**Exercise materials**:
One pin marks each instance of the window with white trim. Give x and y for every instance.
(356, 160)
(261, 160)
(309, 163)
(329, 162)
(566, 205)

**Exercise task**: Substitute "dark trim" for "white trim" everywhere in the entries, and keep all other text unchanged.

**Final answer**:
One pin marks each instance of the window with dark trim. Give x and y for every instance.
(356, 160)
(261, 160)
(309, 163)
(329, 162)
(566, 205)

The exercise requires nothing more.